§ **EXERCISE INSTRUCTIONS**:
Scan the entries for the word "large" and return every line that has it.

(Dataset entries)

────────

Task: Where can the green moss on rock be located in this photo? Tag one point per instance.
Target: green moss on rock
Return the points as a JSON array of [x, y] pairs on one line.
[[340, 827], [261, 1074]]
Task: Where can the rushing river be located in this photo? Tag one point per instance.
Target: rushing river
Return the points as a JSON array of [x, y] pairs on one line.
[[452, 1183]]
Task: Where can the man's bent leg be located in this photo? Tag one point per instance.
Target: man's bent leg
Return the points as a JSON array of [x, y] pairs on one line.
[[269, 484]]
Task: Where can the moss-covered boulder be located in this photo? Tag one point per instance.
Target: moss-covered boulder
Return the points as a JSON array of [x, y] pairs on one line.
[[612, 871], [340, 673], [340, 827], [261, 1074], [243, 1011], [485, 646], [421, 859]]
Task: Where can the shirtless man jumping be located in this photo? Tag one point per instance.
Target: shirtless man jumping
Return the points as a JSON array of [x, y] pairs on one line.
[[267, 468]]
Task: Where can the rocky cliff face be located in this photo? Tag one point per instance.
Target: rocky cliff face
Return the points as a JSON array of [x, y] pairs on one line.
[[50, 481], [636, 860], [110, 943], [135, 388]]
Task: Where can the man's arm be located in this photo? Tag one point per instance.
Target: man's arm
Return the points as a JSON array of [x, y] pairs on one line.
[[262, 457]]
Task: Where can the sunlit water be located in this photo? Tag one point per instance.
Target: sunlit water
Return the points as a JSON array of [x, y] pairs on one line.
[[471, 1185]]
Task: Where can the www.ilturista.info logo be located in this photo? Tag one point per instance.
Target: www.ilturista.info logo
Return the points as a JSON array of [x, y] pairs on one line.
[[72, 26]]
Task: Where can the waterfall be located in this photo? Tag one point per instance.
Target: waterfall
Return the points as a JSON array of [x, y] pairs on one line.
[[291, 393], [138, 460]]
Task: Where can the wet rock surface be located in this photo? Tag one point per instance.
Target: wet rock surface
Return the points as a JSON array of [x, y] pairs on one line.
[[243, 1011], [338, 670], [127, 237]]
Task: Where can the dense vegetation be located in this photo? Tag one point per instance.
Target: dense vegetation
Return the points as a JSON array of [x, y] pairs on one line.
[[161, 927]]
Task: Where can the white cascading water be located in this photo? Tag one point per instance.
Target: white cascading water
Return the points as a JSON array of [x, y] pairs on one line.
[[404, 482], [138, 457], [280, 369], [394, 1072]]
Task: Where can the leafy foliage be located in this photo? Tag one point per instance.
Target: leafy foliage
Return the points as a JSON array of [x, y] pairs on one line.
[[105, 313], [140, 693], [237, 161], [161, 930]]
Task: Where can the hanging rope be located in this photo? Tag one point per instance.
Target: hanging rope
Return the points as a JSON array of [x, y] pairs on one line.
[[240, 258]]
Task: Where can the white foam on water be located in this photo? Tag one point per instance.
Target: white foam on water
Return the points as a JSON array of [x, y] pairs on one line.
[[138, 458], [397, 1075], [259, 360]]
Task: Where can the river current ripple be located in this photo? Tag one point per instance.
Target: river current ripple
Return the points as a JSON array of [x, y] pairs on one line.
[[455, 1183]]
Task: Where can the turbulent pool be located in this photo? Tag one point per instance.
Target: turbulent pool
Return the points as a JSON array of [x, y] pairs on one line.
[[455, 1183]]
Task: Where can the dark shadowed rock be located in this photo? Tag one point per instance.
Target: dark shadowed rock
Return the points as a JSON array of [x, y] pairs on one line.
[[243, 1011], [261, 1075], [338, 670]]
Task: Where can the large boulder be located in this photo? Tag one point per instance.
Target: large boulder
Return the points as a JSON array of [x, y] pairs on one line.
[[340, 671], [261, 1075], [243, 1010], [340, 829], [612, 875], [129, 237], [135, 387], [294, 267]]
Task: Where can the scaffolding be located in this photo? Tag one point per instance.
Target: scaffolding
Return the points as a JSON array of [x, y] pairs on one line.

────────

§ **SOLUTION FOR THIS EXERCISE**:
Task: Where can the large boulder be located in this photo? Tag one point per instance.
Target: large boulder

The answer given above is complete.